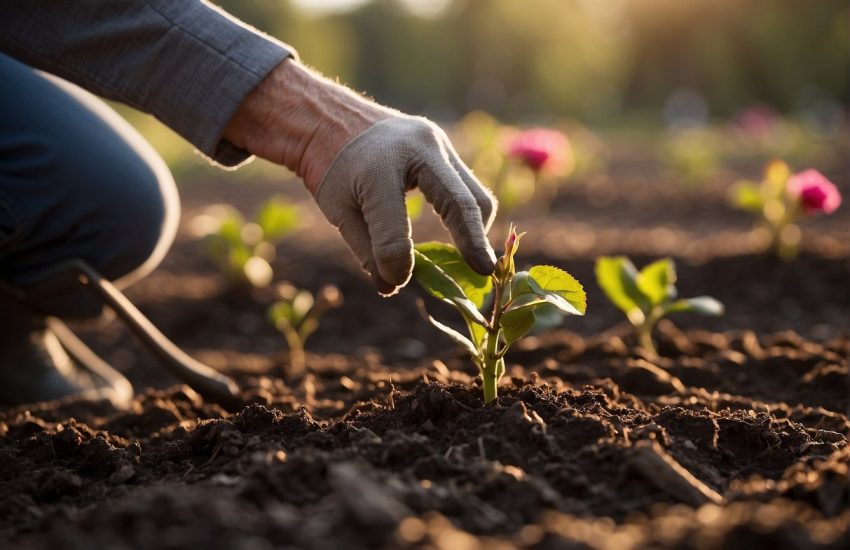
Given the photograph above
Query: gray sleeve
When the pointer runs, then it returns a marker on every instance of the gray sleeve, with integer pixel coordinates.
(184, 61)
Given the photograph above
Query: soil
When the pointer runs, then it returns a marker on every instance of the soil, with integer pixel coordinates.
(736, 437)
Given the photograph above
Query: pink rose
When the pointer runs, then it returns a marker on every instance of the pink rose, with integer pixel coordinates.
(814, 191)
(540, 148)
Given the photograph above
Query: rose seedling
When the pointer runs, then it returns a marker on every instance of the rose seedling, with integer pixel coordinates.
(499, 309)
(296, 315)
(244, 249)
(648, 295)
(781, 199)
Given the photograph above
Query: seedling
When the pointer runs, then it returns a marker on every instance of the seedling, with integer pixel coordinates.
(781, 199)
(296, 315)
(648, 295)
(513, 301)
(244, 249)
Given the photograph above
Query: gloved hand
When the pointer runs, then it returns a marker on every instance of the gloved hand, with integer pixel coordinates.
(358, 159)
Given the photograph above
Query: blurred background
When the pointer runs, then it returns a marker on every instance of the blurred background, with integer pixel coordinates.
(640, 66)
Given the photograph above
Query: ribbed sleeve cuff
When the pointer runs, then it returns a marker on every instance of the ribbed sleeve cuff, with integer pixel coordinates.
(209, 63)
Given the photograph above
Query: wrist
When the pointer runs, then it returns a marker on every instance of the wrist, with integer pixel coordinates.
(298, 118)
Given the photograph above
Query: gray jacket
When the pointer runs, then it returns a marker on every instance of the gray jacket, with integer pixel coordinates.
(184, 61)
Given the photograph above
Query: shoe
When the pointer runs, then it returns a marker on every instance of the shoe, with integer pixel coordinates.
(42, 360)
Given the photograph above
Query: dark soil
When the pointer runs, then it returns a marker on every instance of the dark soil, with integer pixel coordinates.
(736, 437)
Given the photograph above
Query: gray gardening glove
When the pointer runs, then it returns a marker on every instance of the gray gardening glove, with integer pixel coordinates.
(358, 159)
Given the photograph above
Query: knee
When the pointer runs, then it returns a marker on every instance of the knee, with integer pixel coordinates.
(137, 220)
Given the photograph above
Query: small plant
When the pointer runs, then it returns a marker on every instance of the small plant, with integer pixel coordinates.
(512, 300)
(781, 199)
(648, 295)
(296, 315)
(244, 249)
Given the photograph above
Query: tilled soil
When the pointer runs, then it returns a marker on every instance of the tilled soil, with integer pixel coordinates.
(729, 440)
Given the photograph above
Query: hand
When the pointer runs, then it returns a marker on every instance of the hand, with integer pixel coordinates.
(358, 159)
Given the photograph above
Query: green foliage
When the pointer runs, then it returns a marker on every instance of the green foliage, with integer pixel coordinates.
(244, 249)
(776, 211)
(646, 296)
(515, 301)
(296, 315)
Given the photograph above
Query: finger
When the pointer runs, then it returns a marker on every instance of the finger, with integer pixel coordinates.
(356, 235)
(484, 197)
(445, 190)
(385, 214)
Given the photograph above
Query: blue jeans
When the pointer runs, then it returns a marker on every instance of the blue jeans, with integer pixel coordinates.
(76, 181)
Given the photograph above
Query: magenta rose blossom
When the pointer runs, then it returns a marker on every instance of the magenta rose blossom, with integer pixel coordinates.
(814, 191)
(539, 148)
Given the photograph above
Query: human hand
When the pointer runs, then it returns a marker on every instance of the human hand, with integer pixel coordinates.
(358, 159)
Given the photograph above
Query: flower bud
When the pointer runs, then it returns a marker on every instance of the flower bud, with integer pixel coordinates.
(814, 192)
(541, 149)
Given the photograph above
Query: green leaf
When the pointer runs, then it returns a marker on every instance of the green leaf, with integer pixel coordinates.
(657, 281)
(440, 285)
(517, 322)
(475, 287)
(559, 288)
(277, 218)
(456, 336)
(281, 312)
(705, 305)
(746, 195)
(617, 276)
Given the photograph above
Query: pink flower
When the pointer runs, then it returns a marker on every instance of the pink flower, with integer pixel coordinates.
(814, 191)
(540, 148)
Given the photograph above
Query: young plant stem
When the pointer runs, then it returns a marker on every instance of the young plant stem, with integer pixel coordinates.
(297, 359)
(493, 365)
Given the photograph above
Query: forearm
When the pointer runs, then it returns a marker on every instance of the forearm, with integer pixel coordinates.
(184, 61)
(300, 119)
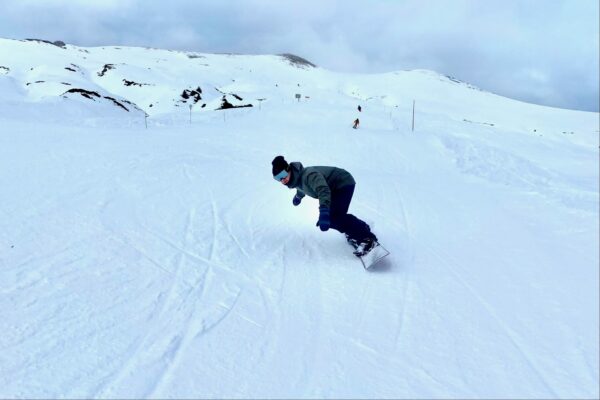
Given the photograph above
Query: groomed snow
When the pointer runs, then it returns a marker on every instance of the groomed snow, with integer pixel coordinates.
(165, 262)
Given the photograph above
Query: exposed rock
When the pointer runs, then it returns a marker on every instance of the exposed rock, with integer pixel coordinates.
(297, 61)
(195, 94)
(85, 93)
(57, 43)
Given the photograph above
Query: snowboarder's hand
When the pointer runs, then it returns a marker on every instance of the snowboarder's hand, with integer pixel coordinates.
(324, 221)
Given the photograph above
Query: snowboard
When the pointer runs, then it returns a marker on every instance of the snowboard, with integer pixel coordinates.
(376, 254)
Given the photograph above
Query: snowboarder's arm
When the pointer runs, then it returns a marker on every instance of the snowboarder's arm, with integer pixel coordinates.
(316, 181)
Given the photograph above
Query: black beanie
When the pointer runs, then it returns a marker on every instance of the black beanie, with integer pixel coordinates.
(279, 164)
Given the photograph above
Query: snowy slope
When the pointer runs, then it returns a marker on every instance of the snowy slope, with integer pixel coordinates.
(166, 263)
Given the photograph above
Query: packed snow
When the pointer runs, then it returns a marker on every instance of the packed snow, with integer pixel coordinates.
(147, 252)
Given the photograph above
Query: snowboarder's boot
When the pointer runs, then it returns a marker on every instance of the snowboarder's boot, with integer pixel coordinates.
(365, 246)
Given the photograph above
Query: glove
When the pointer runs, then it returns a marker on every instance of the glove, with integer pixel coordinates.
(324, 222)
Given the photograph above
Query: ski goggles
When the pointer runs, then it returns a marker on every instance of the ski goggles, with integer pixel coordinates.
(282, 175)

^^^^^^^^

§ **YOUR TASK**: How many lines of the data above contain the string "background"? Reply with the number alone.

§ **THE REPLY**: 2